Prompt: Please write out all the data exactly as shown.

::: Exercise data

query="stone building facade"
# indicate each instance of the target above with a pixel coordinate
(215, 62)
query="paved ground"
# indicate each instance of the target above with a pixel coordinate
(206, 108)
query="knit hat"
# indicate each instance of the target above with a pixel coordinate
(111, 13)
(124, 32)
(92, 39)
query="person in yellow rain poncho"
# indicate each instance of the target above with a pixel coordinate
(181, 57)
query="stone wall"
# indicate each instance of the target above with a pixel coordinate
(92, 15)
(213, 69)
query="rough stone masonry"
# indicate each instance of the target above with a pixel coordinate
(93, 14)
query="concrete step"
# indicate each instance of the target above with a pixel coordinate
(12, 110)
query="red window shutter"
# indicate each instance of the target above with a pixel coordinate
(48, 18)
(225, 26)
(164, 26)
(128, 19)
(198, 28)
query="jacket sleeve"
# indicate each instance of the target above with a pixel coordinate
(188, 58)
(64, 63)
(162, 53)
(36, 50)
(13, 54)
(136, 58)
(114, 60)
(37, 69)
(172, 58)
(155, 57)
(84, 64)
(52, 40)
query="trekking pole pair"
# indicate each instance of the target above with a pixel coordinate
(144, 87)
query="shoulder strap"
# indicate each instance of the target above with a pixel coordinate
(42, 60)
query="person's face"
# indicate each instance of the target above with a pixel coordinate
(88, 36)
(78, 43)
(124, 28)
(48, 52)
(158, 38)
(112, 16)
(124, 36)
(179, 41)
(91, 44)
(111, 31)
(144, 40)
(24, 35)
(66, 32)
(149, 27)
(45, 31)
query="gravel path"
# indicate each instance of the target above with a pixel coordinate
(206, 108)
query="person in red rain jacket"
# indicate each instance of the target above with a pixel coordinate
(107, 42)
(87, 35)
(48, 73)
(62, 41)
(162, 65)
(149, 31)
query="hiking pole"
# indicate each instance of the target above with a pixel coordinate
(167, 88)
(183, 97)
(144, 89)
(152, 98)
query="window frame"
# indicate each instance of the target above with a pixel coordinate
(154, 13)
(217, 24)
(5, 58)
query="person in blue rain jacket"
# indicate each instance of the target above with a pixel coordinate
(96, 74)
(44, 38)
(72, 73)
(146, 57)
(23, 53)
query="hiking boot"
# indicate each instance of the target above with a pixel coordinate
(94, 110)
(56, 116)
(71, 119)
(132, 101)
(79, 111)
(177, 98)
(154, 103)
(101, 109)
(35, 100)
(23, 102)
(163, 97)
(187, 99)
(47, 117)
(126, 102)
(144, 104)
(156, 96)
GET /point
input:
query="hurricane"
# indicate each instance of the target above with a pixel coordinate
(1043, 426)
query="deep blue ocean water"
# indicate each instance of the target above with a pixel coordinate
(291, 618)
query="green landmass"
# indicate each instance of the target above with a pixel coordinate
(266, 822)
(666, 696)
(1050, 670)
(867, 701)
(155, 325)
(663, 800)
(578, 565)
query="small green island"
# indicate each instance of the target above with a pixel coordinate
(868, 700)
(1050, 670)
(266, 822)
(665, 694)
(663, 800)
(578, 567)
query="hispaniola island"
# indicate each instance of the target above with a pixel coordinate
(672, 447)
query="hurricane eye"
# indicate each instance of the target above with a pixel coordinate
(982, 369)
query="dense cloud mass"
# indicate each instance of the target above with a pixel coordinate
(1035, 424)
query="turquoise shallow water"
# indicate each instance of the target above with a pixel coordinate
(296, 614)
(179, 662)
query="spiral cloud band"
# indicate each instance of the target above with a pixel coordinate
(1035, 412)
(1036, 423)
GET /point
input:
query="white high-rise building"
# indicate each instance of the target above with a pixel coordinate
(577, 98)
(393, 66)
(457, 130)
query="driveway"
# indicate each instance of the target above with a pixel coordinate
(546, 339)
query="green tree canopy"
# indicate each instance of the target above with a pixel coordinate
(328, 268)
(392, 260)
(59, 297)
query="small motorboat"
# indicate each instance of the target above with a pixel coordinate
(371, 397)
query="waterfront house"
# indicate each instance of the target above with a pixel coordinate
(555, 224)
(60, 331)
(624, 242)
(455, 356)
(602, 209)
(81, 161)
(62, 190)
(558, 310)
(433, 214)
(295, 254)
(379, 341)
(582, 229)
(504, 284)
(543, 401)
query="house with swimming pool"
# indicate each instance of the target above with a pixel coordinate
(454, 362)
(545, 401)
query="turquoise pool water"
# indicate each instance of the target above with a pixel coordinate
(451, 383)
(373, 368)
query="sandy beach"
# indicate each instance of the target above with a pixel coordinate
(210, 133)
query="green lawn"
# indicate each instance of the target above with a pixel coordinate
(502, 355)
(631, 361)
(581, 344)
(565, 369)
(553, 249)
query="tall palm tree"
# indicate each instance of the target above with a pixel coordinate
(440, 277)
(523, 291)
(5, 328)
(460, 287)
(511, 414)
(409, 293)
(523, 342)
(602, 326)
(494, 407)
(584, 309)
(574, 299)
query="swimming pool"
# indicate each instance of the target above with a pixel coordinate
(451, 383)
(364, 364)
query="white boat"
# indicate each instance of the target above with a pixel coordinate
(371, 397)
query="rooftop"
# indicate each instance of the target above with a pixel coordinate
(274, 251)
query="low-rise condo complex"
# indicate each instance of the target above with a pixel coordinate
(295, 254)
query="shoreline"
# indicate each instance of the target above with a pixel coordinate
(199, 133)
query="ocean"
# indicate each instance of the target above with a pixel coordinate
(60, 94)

::::::

Completed exercise:
query="stone building facade"
# indicate each instance of the target above with a pixel coordinate
(215, 62)
query="paved ground"
# indicate each instance of the target above with a pixel coordinate
(206, 108)
query="knit hat"
# indicate each instance of the target above with a pixel coordinate
(111, 13)
(124, 32)
(92, 39)
query="person in yellow rain poncho"
# indicate each instance of the target above with a pixel coordinate
(181, 57)
query="stone wall"
# indicate each instance of the target above with a pixel coordinate
(92, 15)
(213, 69)
query="rough stone masonry"
# indicate each instance of the target above with a pixel coordinate
(93, 14)
query="concrete step"
# indicate each instance of the target above with a pixel coordinate
(12, 110)
query="red window shutter"
# indicate each instance of the target above with a pixel coordinate
(48, 18)
(225, 26)
(164, 26)
(128, 19)
(198, 28)
query="jacket sleeve"
# indicate each instance of the target above with a pixel coordinate
(188, 58)
(64, 63)
(162, 53)
(36, 50)
(13, 54)
(136, 58)
(114, 60)
(37, 69)
(172, 58)
(155, 57)
(84, 64)
(52, 40)
query="trekking pole pair"
# indicate each instance of the target above with a pixel coordinate
(144, 87)
query="shoulder strap"
# indicate each instance of the target above with a pixel coordinate
(42, 60)
query="person's face"
# indicate each instance of the target above with a pixel coordinate
(88, 36)
(78, 43)
(124, 28)
(48, 52)
(158, 38)
(112, 16)
(124, 36)
(179, 41)
(91, 44)
(111, 31)
(144, 40)
(24, 35)
(66, 32)
(149, 27)
(45, 31)
query="gravel path"
# indicate each instance of the target above with a pixel coordinate
(206, 108)
query="person in red rain jacket"
# indicate each instance of the target above with a pixel coordinate
(107, 42)
(87, 35)
(48, 73)
(62, 41)
(162, 65)
(149, 31)
query="hiking pole"
# indicate each instance of the target above with a pixel coordinate
(167, 88)
(183, 97)
(144, 89)
(152, 98)
query="window frame"
# indicate each instance of the target above with a pixel coordinate
(154, 13)
(217, 24)
(5, 58)
query="person in blue rain jacket"
# indicate each instance of the target above with a pixel coordinate
(96, 74)
(44, 38)
(72, 73)
(146, 57)
(23, 53)
query="hiking boot"
# indicate each instance of the target above with a pixel coordinate
(94, 110)
(56, 116)
(71, 119)
(132, 101)
(79, 111)
(177, 98)
(154, 103)
(101, 109)
(35, 100)
(23, 102)
(163, 97)
(187, 99)
(47, 117)
(126, 102)
(144, 104)
(156, 96)
GET /point
input:
query="hurricane"
# indicate each instance of the target above with a pixel coordinate
(1043, 426)
query="deep blue ocean water"
# indicate each instance of the target above with a pixel coordinate
(291, 618)
query="green landmass"
# indicate each instance of the target above with a pixel coordinate
(266, 822)
(666, 696)
(1050, 670)
(867, 701)
(155, 325)
(663, 800)
(578, 565)
query="small green island"
# indicate each instance of the target above with a pixel coordinate
(868, 700)
(1050, 670)
(266, 822)
(665, 694)
(663, 800)
(578, 567)
query="hispaniola island"
# indicate each instance of the target above with a pixel coordinate
(672, 447)
query="hurricane eye"
# indicate each instance of the target above with a pixel coordinate
(982, 369)
query="dense cloud mass"
# indicate each instance of the target above with a pixel coordinate
(1035, 424)
query="turquoise shallow water"
# indicate each instance of the target above with a pixel coordinate
(296, 614)
(179, 662)
query="spiral cloud band"
# indicate each instance of the target above with a pixel coordinate
(1035, 412)
(1036, 423)
GET /point
input:
query="white high-rise building"
# indicate each instance of the target above with a pixel coordinate
(577, 98)
(393, 66)
(457, 130)
query="driveway"
# indicate each instance of the target above with a pixel coordinate
(546, 339)
query="green tree canopy"
# indicate each instance of the target above with a pixel coordinate
(328, 268)
(392, 260)
(59, 297)
query="small motorboat"
# indicate each instance of the target above with a pixel coordinate
(371, 397)
query="waterfront house"
# indicate each instance of the target above with a pixel coordinate
(555, 224)
(60, 331)
(624, 242)
(455, 356)
(602, 209)
(81, 161)
(62, 190)
(558, 310)
(433, 214)
(295, 254)
(379, 341)
(582, 229)
(504, 284)
(543, 401)
query="house with swimming pool"
# indicate each instance of the target above with a pixel coordinate
(454, 362)
(545, 401)
query="turquoise pool water"
# indicate each instance of the target above with a pixel coordinate
(451, 383)
(373, 368)
query="sandy beach"
# indicate each instance of the target above with a pixel coordinate
(210, 133)
query="green lawn"
# indicate each instance of the target above with a pixel coordinate
(502, 355)
(631, 361)
(581, 344)
(565, 369)
(553, 249)
query="tall palm tree"
# indicate each instance of the target above with a pixel coordinate
(440, 277)
(523, 291)
(5, 328)
(460, 287)
(511, 414)
(409, 293)
(523, 342)
(602, 326)
(494, 407)
(584, 309)
(574, 299)
query="swimming pool"
# indicate each instance of the target above with a pixel coordinate
(451, 383)
(364, 364)
query="white boat"
# indicate each instance of the target above with a pixel coordinate
(371, 397)
query="rooftop"
# indicate each instance of the target above with a pixel coordinate
(274, 251)
query="low-rise condo complex"
# indicate each instance of the target above with a pixel coordinate
(295, 254)
query="shoreline"
# indicate each instance of the target above with a pixel coordinate
(199, 133)
query="ocean"
# indicate each instance of the target above with a pixel coordinate
(60, 94)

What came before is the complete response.